**TASK GOAL**
An exact copy of the lines from the one containing "daisy-like bloom in this photo." through the final line of the records is the only acceptable answer.

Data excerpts
┌──

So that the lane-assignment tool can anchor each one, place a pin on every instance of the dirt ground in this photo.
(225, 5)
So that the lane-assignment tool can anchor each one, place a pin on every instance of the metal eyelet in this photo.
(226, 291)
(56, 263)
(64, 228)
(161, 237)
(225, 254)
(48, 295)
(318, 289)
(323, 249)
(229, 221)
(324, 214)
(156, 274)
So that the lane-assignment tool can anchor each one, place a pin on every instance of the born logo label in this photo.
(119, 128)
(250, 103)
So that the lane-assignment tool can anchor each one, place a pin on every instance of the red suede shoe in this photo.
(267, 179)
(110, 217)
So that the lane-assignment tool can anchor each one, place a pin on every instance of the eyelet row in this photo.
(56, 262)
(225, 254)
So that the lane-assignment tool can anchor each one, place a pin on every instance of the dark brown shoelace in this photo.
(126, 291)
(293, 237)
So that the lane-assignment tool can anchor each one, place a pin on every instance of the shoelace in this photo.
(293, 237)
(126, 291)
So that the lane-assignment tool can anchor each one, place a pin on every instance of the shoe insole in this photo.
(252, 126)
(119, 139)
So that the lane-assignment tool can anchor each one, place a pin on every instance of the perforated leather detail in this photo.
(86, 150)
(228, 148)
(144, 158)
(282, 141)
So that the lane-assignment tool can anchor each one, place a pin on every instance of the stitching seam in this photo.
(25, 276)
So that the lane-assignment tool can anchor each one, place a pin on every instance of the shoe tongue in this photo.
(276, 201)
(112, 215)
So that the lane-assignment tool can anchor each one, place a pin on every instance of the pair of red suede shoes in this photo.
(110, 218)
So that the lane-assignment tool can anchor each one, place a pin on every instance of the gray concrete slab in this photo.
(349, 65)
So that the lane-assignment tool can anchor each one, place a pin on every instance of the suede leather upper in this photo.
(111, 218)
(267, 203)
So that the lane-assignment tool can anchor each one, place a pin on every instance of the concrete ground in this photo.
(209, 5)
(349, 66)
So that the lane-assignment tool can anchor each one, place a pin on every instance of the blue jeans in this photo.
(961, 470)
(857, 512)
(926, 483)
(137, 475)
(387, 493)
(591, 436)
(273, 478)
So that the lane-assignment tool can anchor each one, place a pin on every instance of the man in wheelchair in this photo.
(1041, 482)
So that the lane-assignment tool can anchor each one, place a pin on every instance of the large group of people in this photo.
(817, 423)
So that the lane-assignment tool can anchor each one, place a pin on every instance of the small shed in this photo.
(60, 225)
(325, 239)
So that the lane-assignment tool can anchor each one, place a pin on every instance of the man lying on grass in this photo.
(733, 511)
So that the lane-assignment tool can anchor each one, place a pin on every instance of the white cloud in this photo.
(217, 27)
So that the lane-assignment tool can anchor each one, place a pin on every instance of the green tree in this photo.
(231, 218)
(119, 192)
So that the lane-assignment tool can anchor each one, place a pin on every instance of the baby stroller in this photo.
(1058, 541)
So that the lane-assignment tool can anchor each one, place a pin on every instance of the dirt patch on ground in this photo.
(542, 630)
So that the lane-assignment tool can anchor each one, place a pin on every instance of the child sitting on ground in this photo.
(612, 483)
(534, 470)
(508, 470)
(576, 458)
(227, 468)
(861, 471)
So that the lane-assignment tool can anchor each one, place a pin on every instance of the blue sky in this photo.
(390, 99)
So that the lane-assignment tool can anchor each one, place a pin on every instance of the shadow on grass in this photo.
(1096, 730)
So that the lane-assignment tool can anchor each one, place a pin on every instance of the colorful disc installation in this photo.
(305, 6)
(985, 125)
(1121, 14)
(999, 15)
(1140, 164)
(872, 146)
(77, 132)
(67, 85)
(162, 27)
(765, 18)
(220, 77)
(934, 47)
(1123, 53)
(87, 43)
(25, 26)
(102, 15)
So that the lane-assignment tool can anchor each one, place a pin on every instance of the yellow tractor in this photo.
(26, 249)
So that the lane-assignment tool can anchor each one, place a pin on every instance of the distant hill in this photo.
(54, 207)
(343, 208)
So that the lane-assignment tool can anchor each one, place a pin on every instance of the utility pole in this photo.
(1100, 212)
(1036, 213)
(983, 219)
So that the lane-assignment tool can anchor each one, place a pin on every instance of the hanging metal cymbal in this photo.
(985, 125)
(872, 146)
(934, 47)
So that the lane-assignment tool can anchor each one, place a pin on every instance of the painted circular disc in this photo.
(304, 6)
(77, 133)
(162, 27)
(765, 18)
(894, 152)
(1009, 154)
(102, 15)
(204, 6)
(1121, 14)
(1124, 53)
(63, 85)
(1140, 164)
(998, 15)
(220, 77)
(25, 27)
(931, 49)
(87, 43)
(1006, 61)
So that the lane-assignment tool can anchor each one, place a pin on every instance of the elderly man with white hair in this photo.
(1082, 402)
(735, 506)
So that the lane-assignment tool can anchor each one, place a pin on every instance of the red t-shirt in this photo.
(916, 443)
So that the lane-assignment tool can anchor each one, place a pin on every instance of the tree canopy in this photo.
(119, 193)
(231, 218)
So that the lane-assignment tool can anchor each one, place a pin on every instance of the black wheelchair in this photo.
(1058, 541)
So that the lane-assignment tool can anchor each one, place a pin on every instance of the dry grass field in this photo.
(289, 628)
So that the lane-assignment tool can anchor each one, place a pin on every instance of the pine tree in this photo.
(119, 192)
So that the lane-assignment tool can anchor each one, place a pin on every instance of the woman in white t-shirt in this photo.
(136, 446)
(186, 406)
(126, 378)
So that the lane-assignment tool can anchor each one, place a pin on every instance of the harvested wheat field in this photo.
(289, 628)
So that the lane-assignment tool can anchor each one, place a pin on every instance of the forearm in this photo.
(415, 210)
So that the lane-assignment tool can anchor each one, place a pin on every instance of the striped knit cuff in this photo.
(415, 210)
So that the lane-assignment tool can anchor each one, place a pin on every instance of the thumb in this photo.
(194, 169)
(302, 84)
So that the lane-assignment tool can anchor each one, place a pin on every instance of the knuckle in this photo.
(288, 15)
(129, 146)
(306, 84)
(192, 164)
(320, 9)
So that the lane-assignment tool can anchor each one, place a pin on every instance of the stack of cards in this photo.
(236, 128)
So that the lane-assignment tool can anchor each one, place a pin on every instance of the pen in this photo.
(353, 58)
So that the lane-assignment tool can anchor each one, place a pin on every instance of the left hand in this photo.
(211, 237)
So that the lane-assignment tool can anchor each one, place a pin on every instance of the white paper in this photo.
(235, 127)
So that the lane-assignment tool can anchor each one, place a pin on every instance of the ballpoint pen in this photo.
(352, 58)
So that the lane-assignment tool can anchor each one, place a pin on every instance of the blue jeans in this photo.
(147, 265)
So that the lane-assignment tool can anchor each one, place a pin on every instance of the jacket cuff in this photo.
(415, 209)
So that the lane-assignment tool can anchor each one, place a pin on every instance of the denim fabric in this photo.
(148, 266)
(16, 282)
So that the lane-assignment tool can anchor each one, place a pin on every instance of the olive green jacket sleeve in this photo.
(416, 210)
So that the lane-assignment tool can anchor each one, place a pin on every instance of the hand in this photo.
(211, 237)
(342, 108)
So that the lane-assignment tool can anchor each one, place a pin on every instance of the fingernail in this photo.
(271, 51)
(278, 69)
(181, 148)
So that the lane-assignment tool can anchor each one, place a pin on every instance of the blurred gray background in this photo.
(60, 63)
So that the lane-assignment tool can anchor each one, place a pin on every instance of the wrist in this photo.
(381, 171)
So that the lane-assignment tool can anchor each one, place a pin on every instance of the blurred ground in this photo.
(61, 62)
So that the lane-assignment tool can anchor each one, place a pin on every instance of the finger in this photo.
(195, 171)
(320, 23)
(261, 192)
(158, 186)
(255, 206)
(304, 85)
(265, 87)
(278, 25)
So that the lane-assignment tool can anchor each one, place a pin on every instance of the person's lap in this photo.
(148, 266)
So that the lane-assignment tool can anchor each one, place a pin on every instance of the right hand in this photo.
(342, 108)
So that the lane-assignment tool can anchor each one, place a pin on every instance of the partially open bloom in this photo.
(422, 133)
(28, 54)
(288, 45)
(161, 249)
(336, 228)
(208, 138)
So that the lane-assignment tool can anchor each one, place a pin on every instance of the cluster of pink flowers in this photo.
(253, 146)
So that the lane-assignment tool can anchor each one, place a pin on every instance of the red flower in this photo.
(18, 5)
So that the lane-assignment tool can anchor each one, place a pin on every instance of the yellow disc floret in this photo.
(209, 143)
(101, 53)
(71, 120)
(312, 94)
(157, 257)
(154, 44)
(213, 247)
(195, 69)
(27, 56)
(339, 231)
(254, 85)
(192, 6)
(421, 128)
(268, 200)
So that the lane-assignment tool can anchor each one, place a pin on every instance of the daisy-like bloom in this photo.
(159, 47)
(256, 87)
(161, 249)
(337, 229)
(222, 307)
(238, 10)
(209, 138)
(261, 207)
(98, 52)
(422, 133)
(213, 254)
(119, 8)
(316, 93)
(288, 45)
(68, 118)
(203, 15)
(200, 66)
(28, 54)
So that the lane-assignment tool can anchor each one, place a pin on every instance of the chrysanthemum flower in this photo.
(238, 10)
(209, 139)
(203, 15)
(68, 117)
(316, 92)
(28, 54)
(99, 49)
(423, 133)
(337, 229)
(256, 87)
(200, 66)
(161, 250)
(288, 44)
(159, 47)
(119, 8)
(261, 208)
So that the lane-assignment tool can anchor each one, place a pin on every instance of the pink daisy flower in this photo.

└──

**ANSWER TO THIS PROBLEM**
So that the lane-assignment tool can anchor each one, place a pin on every instance of the daisy-like bloom in this photo.
(159, 47)
(256, 87)
(161, 249)
(337, 229)
(222, 307)
(238, 10)
(209, 138)
(261, 207)
(98, 52)
(422, 133)
(213, 254)
(119, 8)
(316, 93)
(288, 45)
(68, 118)
(203, 15)
(200, 66)
(28, 54)
So that the lane-assignment tool can anchor each one, place a pin on every instance of the chrysanthemum flower in this photo.
(238, 10)
(209, 139)
(203, 15)
(68, 117)
(316, 92)
(28, 54)
(99, 49)
(423, 133)
(337, 229)
(256, 87)
(200, 66)
(161, 250)
(288, 44)
(159, 47)
(119, 8)
(261, 208)
So that the lane-assignment tool can anchor each one, place a pin on every instance of the pink daisy flower in this photo.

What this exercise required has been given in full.